(Entries for labeling bounding boxes)
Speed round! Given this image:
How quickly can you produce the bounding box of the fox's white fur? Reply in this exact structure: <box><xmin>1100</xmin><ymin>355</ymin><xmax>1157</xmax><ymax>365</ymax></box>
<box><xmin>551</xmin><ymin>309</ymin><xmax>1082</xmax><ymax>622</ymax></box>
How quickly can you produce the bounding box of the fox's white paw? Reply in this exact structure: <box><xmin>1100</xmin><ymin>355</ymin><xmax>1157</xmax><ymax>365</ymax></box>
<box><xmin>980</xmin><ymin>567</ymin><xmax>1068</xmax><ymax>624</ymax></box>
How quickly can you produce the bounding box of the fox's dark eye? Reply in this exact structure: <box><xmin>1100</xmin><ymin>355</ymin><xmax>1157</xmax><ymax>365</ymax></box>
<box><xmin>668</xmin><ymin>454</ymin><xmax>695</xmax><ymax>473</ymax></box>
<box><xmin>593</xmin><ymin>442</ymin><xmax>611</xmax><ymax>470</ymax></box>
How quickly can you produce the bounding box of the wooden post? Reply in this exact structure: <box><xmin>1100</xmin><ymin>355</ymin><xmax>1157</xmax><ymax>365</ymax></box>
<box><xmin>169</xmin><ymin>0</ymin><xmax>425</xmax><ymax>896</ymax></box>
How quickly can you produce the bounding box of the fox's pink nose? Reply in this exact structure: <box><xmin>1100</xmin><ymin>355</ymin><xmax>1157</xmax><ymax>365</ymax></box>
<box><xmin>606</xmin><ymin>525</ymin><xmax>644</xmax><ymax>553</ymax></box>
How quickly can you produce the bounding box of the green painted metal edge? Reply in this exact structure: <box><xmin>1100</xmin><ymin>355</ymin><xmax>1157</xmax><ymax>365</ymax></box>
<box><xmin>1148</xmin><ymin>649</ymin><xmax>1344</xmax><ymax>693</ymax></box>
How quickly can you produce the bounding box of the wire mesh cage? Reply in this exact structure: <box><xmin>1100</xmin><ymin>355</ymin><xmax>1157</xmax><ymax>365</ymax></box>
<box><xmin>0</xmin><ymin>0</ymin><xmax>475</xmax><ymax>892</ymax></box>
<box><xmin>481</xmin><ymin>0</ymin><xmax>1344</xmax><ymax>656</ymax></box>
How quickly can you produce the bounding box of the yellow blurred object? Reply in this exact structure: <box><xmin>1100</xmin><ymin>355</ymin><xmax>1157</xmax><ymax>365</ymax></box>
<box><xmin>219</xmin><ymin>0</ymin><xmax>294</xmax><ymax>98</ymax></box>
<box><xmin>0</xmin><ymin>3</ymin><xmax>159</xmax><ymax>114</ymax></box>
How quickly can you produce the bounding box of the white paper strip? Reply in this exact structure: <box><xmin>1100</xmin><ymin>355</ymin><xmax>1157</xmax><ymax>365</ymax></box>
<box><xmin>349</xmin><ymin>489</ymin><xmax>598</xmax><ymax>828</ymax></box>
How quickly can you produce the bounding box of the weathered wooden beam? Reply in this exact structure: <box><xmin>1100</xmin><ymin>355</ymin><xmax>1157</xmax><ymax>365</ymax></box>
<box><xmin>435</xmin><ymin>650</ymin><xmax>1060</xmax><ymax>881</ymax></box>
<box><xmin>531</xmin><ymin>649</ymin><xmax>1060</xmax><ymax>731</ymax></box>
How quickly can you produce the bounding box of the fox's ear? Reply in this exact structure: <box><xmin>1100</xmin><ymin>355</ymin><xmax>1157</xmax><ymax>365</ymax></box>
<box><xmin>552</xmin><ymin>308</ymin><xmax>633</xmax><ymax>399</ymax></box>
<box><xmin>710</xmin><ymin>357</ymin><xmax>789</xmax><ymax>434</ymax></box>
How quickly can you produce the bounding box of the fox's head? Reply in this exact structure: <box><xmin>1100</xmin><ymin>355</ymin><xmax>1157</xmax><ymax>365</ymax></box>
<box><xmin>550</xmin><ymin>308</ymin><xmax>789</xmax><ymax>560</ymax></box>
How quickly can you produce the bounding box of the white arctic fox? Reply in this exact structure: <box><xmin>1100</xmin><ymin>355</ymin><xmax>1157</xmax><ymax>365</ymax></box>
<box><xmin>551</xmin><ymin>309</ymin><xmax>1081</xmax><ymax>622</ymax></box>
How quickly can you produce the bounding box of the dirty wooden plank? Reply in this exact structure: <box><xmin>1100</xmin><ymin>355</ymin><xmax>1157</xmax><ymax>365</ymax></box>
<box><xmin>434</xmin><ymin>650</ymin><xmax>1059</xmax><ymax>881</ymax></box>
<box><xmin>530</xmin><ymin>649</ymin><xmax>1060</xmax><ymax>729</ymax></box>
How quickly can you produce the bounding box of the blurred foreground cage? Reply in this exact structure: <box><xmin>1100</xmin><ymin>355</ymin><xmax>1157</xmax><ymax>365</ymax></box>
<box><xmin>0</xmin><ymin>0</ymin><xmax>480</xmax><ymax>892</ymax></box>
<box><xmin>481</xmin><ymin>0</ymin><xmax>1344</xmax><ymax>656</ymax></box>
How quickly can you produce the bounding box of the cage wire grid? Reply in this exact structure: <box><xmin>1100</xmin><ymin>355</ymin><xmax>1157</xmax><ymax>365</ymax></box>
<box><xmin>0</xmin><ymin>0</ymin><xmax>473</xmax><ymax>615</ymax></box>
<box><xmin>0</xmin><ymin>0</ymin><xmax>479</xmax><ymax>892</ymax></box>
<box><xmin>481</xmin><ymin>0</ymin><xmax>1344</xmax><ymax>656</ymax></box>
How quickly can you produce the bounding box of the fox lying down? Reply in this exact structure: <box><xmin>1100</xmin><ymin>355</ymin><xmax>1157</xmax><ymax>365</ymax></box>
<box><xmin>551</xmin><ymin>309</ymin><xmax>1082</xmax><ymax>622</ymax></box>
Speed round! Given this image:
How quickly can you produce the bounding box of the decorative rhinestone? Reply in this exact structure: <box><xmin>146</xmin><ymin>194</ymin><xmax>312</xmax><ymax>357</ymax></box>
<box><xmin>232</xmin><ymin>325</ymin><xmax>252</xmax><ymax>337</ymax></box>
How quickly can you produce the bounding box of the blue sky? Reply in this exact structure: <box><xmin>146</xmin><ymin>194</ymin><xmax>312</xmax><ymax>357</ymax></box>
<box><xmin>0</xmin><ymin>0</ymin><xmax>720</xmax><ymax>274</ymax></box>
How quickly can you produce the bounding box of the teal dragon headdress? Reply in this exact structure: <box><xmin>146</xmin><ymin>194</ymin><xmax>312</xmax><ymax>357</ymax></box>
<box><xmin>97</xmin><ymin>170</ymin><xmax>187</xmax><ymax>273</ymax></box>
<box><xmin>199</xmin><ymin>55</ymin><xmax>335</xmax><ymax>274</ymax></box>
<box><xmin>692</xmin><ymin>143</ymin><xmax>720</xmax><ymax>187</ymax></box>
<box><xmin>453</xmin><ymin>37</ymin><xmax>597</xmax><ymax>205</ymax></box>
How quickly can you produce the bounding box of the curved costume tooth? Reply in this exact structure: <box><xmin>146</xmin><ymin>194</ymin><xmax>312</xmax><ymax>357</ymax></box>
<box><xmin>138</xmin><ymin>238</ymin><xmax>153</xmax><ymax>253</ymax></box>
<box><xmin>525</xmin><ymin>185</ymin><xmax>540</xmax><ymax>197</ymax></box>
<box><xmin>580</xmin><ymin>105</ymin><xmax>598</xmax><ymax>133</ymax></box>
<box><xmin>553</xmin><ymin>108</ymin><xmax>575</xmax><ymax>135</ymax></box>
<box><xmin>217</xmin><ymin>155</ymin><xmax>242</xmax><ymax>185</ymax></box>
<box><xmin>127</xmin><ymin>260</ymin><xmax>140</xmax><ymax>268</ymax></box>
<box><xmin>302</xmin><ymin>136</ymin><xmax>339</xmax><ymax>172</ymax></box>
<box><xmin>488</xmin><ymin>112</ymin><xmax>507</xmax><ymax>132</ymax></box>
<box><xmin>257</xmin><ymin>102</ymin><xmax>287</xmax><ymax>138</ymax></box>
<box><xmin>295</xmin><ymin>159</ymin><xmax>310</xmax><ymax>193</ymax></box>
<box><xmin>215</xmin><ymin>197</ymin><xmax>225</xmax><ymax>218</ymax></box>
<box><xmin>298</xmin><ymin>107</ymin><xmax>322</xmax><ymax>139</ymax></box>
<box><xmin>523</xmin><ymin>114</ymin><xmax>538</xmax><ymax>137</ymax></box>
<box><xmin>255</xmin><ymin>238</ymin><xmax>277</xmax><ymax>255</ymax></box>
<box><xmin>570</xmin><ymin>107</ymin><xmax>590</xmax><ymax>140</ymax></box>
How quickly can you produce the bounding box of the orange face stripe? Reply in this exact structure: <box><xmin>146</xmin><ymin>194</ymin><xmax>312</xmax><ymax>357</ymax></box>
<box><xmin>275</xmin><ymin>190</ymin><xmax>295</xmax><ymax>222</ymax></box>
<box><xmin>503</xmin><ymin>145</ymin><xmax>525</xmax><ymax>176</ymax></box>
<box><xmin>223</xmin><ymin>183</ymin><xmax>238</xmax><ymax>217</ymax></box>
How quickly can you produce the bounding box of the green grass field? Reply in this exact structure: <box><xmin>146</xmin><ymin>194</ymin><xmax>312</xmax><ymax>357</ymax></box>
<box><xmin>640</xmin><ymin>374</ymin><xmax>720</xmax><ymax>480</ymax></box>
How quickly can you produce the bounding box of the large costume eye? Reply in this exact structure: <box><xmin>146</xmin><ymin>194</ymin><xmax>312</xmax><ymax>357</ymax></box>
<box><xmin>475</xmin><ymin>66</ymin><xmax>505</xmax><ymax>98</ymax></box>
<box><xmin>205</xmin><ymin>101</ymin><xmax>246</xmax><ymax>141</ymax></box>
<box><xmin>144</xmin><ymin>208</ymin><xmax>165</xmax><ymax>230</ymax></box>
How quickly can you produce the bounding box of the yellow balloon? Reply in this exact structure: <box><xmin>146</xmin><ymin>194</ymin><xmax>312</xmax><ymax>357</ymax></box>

# [Brief]
Count the lines in the rows above that contain the string "wire", treating uppercase and lowercase letters as different. Reply with the number alone.

# [Exercise answer]
2